Ces capacités d'imitation sont telles qu'il est désormais convenu de parler de culture, bien que ce terme, à l'instar notamment de la capacité d'anticiper ou de l'usage d'outils, ait été réservé par le passé au seul humain, à tort.
Un exemple parmi d'autres est celui des macaques. En 1952, sur l'île de Koshima, des scientifiques jetaient sur le sable des patates douces en destination des singes qu'ils étudiaient. Les singes, qui appréciaient ces patates mais trouvaient leur saleté déplaisante, ont appris à les laver en imitant Imo, une petite femelle qui la première eut l'idée d'aller laver sa patate dans l'eau. Après quelques années, l'ensemble des membres du groupe (à l'exception des individus les plus âgés), profitait de cette innovation, qui sera transmise ensuite de génération en génération (les petits apprennent de leur mère en ramassant les patates que celle-ci laisse tomber lorsqu'elle les lave).
L'imitation n'est pas l'apanage des vertébrés, elle a été aussi mise en évidence chez les pieuvres qui savent imiter leurs congénères (Fiorito & Scotto, 1992). Au zoo Hellabrunn de Munich, une pieuvre a dévissé elle-même un bocal pour y trouver sa nourriture, cette fois en imitant le personnel animalier !

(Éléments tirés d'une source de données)
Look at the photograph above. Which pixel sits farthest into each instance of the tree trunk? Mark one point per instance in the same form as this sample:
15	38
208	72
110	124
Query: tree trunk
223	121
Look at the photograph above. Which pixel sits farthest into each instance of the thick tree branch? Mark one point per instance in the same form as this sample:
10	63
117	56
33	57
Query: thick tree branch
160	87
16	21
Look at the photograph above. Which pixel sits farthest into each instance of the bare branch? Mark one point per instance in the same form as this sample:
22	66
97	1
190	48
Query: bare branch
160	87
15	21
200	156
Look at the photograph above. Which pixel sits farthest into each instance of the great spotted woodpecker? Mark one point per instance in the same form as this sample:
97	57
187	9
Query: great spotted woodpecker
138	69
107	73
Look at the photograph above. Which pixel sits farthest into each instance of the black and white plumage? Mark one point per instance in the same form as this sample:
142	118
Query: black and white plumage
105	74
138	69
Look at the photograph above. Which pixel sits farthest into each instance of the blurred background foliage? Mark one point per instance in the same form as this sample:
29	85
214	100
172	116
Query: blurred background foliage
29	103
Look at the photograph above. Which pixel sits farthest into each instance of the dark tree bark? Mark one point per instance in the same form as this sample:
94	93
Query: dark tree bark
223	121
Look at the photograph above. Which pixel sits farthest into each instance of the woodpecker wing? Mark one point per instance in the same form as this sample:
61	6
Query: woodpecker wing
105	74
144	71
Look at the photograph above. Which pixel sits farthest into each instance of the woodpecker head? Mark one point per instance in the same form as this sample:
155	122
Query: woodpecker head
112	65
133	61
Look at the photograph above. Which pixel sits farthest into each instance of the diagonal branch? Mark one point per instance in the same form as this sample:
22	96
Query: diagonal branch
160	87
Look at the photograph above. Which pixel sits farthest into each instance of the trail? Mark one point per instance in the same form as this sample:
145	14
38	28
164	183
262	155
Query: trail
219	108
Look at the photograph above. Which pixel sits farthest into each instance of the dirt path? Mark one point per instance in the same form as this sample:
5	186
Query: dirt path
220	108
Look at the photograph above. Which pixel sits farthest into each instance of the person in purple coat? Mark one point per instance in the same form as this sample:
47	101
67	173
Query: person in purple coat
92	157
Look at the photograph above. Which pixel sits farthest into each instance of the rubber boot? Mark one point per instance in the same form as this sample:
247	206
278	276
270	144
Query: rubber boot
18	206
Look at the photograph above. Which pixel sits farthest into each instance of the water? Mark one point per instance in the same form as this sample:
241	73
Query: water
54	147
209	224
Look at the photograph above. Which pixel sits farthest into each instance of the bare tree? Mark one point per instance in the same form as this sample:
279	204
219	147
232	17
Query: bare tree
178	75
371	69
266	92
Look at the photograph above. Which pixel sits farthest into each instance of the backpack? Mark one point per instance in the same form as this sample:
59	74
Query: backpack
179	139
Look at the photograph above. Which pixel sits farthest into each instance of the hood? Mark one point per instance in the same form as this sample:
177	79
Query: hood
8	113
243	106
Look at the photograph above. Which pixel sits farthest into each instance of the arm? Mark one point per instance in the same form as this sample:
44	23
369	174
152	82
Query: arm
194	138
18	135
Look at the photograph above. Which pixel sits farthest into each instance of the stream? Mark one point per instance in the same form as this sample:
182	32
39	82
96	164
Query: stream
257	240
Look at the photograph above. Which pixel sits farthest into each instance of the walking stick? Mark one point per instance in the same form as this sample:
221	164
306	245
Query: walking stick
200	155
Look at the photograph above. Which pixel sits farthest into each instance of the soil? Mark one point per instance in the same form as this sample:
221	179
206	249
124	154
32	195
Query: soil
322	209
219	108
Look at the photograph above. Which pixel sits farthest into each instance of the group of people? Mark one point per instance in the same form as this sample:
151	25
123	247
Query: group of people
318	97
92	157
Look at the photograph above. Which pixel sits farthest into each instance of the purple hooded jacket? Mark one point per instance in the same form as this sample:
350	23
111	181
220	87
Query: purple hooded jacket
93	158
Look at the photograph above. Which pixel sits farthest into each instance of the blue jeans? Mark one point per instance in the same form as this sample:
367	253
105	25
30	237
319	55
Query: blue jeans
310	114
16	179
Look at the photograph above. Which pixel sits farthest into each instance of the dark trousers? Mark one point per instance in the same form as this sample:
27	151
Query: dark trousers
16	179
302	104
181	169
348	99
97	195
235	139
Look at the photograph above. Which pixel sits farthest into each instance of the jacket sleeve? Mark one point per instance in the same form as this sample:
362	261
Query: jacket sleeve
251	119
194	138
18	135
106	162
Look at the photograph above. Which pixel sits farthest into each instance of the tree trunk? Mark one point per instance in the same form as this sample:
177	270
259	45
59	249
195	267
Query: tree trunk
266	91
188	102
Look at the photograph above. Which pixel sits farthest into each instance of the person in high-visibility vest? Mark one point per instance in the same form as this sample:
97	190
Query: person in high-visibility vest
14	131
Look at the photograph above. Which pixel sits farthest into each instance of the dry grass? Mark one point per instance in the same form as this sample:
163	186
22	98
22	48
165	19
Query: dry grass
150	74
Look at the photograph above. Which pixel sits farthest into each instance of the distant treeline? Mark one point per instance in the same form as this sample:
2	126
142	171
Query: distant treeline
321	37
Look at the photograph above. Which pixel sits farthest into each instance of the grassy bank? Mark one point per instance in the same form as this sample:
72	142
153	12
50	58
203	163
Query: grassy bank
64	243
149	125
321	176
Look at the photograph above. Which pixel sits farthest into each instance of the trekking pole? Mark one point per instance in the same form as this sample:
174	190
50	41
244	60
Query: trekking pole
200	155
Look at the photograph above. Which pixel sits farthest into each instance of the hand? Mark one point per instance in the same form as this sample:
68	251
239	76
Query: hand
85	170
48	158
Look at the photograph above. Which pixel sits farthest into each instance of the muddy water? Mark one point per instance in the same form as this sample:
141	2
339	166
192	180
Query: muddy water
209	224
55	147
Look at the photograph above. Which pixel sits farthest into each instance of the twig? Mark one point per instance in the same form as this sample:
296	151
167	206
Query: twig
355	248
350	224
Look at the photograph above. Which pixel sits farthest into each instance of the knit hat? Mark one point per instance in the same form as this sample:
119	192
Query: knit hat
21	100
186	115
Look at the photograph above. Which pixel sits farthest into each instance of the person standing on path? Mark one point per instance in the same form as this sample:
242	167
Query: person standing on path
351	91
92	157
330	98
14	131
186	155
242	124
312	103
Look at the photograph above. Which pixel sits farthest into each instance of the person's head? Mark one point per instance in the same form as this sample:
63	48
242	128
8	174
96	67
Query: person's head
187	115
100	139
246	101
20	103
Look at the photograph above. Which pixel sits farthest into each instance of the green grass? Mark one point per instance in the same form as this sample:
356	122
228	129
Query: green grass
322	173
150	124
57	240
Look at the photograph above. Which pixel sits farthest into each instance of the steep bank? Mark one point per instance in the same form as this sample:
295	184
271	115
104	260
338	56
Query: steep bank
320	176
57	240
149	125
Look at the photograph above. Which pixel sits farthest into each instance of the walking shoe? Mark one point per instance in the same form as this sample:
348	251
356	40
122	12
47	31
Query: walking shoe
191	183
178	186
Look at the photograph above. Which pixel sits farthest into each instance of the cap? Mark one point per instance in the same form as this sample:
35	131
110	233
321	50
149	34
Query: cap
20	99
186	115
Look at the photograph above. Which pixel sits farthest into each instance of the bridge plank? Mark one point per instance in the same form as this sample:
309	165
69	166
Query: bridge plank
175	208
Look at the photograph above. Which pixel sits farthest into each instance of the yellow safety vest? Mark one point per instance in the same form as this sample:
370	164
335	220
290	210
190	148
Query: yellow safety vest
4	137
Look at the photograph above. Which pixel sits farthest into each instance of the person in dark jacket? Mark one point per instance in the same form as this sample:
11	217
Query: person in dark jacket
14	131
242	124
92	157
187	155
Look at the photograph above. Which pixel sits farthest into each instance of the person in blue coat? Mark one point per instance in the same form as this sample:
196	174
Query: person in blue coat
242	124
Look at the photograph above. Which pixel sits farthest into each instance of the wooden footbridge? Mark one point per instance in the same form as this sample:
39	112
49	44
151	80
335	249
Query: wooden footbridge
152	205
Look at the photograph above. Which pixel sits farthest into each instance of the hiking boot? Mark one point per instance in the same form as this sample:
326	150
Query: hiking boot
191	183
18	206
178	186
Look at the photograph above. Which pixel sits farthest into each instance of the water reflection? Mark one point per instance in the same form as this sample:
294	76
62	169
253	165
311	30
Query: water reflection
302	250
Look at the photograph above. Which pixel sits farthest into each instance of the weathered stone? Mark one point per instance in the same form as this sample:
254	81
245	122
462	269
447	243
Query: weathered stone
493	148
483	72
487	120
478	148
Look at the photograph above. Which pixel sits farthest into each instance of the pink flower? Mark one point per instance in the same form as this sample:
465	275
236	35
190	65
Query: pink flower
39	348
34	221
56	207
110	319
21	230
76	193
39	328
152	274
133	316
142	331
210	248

### EXERCICES
1. Recopiez le passage du texte sur l'imitation chez les animaux qui commence par les mots contenant « L'imitation n'est pas » et se termine par « personnel animalier ! ».
2. Donnez la suite du texte sur l'imitation chez les animaux, juste après sa dernière phrase.
Ces données n'ont aucun lien avec le texte sur l'imitation chez les animaux.

### RÉSULTATS
1.
L'imitation n'est pas l'apanage des vertébrés, elle a été aussi mise en évidence chez les pieuvres qui savent imiter leurs congénères (Fiorito & Scotto, 1992). Au zoo Hellabrunn de Munich, une pieuvre a dévissé elle-même un bocal pour y trouver sa nourriture, cette fois en imitant le personnel animalier !

2.
On a de même établi cette faculté chez diverses espèces de poissons, qui peuvent apprendre à éviter le filet de pêche en s'observant les uns les autres (Brown & Warburton, 1999, Brown & Laland, 2002, Reader et al., 2003, Özbilgin & Glass, 2004).
Les animaux peuvent aussi choisir de ne pas imiter leurs congénères s'ils estiment que ça n'en vaut pas la peine. En 2007, la psychologue Friederike Range et ses collègues de l'Université de Vienne ont mis deux groupes de chiens en présence d'une chienne à qui ils ont appris à soulever une boîte avec sa patte, ce que les chiens font d'ordinaire avec leurs crocs. Devant le premier groupe, elle a soulevé la boîte avec sa patte et une balle dans la mâchoire, dans le second sans la balle. Seuls les chiens qui l'ont observée agir sans la balle l'ont imitée, ceux qui l'ont vue agir avec la balle ne l'ont pas fait. Ils ont donc estimé qu'elle se servait de sa patte parce qu'elle ne pouvait le faire avec ses crocs, et que dans la mesure où eux n'étaient pas soumis à cette contrainte, ils n'avaient pas à suivre son exemple.
Une deuxième aptitude que nous partageons avec les animaux est l'empathie, largement observée dans le monde animal.
L'empathie, définie comme l'aptitude à percevoir, ressentir, les états émotionnels d'autrui, est un trait courant chez les animaux.
Les chercheurs de l'institut Brabaham ont montré que le fonctionnement cérébral des moutons présente d'importantes similitudes avec celui des humains, avec une grande proximité au niveau émotionnel (sentiment amoureux entre une brebis et un bélier, chagrin lorsque d'autres moutons meurent ou sont emmenés à l'abattoir…).
Le professeur Webster (Université de Bristol) a mis en évidence, à l'intérieur d'un troupeau de vaches, l'existence de petits groupes établis par affinités, en fonction de l'amitié. A l'inverse, elles peuvent se détester et garder rancune durant des mois, voire des années !
Le fait d'être pourvus d'empathie peut amener les animaux à se livrer à des actes d'altruisme.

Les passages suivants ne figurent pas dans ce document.